REQUIRED TASK: Exact reproduction is required for all entries.

'''

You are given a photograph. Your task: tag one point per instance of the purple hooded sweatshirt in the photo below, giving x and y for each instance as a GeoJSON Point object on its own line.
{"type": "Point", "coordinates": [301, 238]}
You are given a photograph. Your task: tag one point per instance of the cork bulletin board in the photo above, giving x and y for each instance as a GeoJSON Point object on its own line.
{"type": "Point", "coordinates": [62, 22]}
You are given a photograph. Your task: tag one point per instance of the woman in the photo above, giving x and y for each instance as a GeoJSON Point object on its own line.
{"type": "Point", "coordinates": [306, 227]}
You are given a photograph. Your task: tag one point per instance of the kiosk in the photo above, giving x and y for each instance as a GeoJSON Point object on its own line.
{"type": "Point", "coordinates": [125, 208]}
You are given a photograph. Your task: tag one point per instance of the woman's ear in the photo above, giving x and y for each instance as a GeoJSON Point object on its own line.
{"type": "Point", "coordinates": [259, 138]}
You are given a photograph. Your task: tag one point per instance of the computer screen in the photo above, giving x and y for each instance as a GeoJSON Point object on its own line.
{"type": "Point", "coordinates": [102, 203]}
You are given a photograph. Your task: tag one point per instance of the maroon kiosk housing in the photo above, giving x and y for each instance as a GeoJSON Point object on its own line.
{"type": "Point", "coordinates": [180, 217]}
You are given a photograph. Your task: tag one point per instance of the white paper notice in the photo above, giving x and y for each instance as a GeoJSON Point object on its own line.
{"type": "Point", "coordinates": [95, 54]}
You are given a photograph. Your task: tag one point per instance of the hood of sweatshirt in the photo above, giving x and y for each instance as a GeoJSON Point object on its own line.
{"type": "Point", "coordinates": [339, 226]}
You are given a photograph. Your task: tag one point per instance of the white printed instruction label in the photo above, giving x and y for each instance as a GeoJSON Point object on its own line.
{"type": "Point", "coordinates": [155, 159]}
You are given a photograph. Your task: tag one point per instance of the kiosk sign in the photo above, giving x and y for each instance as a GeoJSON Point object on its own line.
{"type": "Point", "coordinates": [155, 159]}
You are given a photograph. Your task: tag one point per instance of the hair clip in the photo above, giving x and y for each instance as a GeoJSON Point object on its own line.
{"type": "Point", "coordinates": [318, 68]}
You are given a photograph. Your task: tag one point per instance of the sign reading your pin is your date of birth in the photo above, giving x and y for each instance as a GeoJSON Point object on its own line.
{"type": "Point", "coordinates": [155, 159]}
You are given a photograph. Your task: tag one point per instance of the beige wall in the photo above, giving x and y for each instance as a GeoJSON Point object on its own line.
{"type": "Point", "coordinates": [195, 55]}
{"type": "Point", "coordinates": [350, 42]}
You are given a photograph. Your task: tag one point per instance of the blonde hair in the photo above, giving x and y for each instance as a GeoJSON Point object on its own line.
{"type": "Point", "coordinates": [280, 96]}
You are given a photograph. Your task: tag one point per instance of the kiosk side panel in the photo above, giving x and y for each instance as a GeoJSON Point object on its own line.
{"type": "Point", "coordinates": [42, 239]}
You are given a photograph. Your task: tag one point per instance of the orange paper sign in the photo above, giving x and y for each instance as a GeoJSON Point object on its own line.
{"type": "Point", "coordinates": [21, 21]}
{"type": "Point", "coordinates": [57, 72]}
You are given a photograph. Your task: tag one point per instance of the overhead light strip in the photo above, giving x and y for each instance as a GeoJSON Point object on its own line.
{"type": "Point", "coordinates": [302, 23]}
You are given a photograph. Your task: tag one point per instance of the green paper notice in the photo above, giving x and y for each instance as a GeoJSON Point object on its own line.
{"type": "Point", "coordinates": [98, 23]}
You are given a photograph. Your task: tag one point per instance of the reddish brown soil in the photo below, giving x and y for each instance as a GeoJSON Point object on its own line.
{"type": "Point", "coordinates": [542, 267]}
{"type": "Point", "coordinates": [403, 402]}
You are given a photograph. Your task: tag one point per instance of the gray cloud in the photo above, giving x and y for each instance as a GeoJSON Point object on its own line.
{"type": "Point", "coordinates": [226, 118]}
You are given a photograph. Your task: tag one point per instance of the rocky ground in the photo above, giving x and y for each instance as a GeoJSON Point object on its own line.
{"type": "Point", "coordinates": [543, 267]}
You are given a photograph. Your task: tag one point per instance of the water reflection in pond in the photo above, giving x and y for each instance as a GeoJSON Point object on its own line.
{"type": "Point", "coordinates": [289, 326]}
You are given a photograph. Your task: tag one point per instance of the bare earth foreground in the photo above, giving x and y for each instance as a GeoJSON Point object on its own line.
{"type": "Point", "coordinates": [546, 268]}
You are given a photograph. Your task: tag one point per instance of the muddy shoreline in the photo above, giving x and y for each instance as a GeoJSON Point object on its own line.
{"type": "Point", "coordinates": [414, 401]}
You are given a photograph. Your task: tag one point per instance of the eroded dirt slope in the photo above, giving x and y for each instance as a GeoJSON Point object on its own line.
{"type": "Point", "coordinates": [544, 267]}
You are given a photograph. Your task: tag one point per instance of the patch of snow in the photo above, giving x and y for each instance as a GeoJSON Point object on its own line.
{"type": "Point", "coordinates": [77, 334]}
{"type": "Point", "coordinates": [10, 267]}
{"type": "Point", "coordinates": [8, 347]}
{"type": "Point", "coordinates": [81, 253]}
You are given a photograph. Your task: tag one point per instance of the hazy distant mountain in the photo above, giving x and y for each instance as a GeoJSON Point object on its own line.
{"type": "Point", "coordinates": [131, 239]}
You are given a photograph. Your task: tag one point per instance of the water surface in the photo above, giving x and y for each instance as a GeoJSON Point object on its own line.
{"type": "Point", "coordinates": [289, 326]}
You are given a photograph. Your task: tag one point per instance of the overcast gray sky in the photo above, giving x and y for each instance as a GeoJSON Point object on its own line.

'''

OUTPUT OF THE TASK:
You are given a photograph. Your task: tag one point per instance of the purple hooded sweatshirt in the photo below, giving x and y for each instance as a GeoJSON Point object on its own line.
{"type": "Point", "coordinates": [301, 238]}
You are given a photograph. Your task: tag one point per instance of the cork bulletin board in the photo above, giving x and y for each instance as a GeoJSON Point object on its own line.
{"type": "Point", "coordinates": [62, 22]}
You are given a photograph. Your task: tag one point per instance of the woman in the photo above, giving x and y for each instance as a GeoJSON Point object on its own line.
{"type": "Point", "coordinates": [306, 227]}
You are given a photograph. Your task: tag one point per instance of the kiosk in the photo above, giving x and y for each instance as a GeoJSON Point object on its own line.
{"type": "Point", "coordinates": [125, 208]}
You are given a photograph. Your task: tag one point per instance of the woman's ear in the photo above, giving x and y for each instance as a GeoJSON Point object on its own line.
{"type": "Point", "coordinates": [259, 138]}
You are given a photograph. Your task: tag one point per instance of the computer screen in the photo above, giving x and y for each instance as a GeoJSON Point object on its own line.
{"type": "Point", "coordinates": [102, 203]}
You are given a photograph. Your task: tag one point per instance of the maroon kiosk housing in the photo above, giving x and y for each instance as a GeoJSON Point object on its own line.
{"type": "Point", "coordinates": [180, 217]}
You are given a photograph. Your task: tag one point per instance of the white paper notice in the photo above, giving x and y for each instance as a GeoJSON Point object on its own line.
{"type": "Point", "coordinates": [95, 54]}
You are given a photograph. Your task: tag one point per instance of the hood of sweatshirt in the photo above, giving x and y for each instance as a GeoJSON Point object on its own line.
{"type": "Point", "coordinates": [339, 226]}
You are given a photograph. Your task: tag one point per instance of the white printed instruction label in the photo above, giving x and y for each instance as a GeoJSON Point object on its own line.
{"type": "Point", "coordinates": [155, 159]}
You are given a photograph. Your task: tag one point per instance of the kiosk sign in the photo above, giving x and y for each instance as a GeoJSON Point object on its own line.
{"type": "Point", "coordinates": [155, 159]}
You are given a photograph. Your task: tag one point per instance of the hair clip in the photo above, giving x and y for each instance as a GeoJSON Point object on its own line.
{"type": "Point", "coordinates": [318, 68]}
You are given a photograph. Your task: tag one point per instance of the sign reading your pin is your date of birth in the photo above, giving x and y for each instance as a GeoJSON Point object on its own line.
{"type": "Point", "coordinates": [155, 159]}
You are given a photograph. Your task: tag one point per instance of the beige wall in the photo above, giving x and y for each instance as a GeoJSON Point object on its own line.
{"type": "Point", "coordinates": [195, 55]}
{"type": "Point", "coordinates": [350, 42]}
You are given a photograph. Your task: tag one point per instance of the blonde hair in the photo above, giving x and y for each instance as a GeoJSON Point object on its own line.
{"type": "Point", "coordinates": [280, 96]}
You are given a photograph. Your task: tag one point per instance of the kiosk side panel in the photo above, giving x and y for each instance as a GeoJSON Point object on its own line.
{"type": "Point", "coordinates": [42, 239]}
You are given a photograph. Your task: tag one point per instance of the orange paper sign in the photo above, giving x and y for each instance as a GeoJSON Point object on its own line.
{"type": "Point", "coordinates": [21, 21]}
{"type": "Point", "coordinates": [57, 72]}
You are given a photograph. Your task: tag one point per instance of the overhead light strip in the photo above, giving x and y for each instance as a GeoJSON Point object on its own line.
{"type": "Point", "coordinates": [302, 23]}
You are given a photograph. Your task: tag one point per instance of the green paper notice in the photo above, giving x and y for each instance as a GeoJSON Point object on its own line.
{"type": "Point", "coordinates": [98, 23]}
You are given a photograph. Your task: tag one point per instance of the reddish brown soil in the photo below, giving x and y for each instance as a GeoJSON Point object on its own line.
{"type": "Point", "coordinates": [542, 267]}
{"type": "Point", "coordinates": [403, 402]}
You are given a photograph. Your task: tag one point per instance of the gray cloud in the photo above, giving x and y for each instance as a GeoJSON Point object on its own line.
{"type": "Point", "coordinates": [226, 118]}
You are given a photograph. Your task: tag one point per instance of the rocky ground in the photo above, giving x and y for each instance as a GeoJSON Point object on its own line.
{"type": "Point", "coordinates": [543, 267]}
You are given a photograph. Your task: tag one point per instance of the water reflection in pond in the photo above, giving x and y for each instance as a GeoJSON Point object on its own line.
{"type": "Point", "coordinates": [289, 326]}
You are given a photograph. Your task: tag one point per instance of the bare earth foreground in the photo above, giving x and y for each instance as a GeoJSON Point object on its own line.
{"type": "Point", "coordinates": [546, 268]}
You are given a photograph. Your task: tag one point per instance of the muddy shoreline in the photo above, giving x and y for each instance as a GeoJSON Point object on its own line.
{"type": "Point", "coordinates": [414, 401]}
You are given a photograph. Your task: tag one point per instance of the eroded dirt slope in the photo above, giving x and y for each instance as a GeoJSON Point object on its own line.
{"type": "Point", "coordinates": [544, 267]}
You are given a photograph. Your task: tag one point per instance of the patch of snow in the photo above, giving x and y for each instance as a GeoJSON Point object on its own line.
{"type": "Point", "coordinates": [77, 334]}
{"type": "Point", "coordinates": [10, 267]}
{"type": "Point", "coordinates": [8, 347]}
{"type": "Point", "coordinates": [81, 253]}
You are given a photograph. Your task: tag one point per instance of the hazy distant mountain in the photo above, giving x and y for each instance as a GeoJSON Point object on its own line.
{"type": "Point", "coordinates": [131, 239]}
You are given a photograph. Your task: tag one point per instance of the water surface in the photo above, giving x and y for each instance as a GeoJSON Point object on its own line.
{"type": "Point", "coordinates": [289, 326]}
You are given a photograph. Your task: tag one point per instance of the overcast gray sky in the photo above, giving x and y for each instance as a GeoJSON Point object on its own line.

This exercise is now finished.